*** Opening Records shown ***
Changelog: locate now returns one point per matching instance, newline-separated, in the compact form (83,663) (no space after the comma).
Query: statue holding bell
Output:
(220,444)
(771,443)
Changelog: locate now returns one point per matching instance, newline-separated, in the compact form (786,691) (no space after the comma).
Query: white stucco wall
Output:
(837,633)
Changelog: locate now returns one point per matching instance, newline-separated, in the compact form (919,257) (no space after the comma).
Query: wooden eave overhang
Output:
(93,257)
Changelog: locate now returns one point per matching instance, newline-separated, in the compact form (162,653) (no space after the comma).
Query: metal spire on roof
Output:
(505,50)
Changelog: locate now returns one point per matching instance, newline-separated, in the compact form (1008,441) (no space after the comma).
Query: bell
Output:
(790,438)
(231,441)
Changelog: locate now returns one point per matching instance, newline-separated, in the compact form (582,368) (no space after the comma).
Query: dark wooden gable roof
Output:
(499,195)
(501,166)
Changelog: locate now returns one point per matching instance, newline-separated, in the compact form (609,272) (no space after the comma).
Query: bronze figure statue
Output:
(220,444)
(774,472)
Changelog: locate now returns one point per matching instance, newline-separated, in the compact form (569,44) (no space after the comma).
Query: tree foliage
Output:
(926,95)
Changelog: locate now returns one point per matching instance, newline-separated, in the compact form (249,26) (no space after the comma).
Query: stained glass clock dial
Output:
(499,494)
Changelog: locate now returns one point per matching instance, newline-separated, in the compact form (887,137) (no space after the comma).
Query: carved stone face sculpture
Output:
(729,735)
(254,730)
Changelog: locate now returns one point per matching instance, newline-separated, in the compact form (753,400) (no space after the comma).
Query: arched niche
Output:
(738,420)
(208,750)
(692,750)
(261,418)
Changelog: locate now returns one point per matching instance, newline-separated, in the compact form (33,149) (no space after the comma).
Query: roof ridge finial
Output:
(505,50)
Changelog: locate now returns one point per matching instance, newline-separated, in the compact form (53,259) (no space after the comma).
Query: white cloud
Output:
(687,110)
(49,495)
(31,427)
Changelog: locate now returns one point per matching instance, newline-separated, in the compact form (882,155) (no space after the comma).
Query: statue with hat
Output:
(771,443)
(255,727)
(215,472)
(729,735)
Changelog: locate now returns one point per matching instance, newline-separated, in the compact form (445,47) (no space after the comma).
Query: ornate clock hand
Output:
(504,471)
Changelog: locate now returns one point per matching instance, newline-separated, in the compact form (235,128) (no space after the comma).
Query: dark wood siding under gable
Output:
*** Closing Records shown ***
Take the line that contains "(887,137) (no space after the comma)." and each line after it down to the last of the records, and retype them exactly; add nothing else.

Changelog: locate now returns one point per matching instance, newline-separated, in the compact form (887,137) (no space after the comma).
Query: carved stone face sculpture
Output:
(729,735)
(254,730)
Changelog: locate now returns one point per matching instance, newline-separated, in the compact form (753,400) (no space after the comma).
Query: arched niche
Output:
(738,420)
(208,750)
(692,750)
(261,418)
Changelog: locate now returns one point per matching instance, newline-separated, in the compact form (33,149) (no space after the comma).
Query: roof ridge finial
Output:
(505,50)
Changelog: locate now returns one point per matching instance, newline-separated, in the compact form (53,259) (no space after the comma).
Query: white cloud
Output:
(687,110)
(49,495)
(31,427)
Changelog: locate now returns one point per matching instance, newline-separated, in the compact form (882,155) (no space after the comma).
Query: statue with hat
Output:
(771,443)
(255,727)
(215,472)
(729,735)
Changelog: locate now returns one point per matching instance, newline-separated, in the compact form (445,47) (no space after the comma).
Query: ornate clock hand
Output:
(504,471)
Changelog: locate now returns one point per matching instance, newline-separated, in the compact form (235,128) (no space after the comma).
Query: dark wood siding under gable
Output:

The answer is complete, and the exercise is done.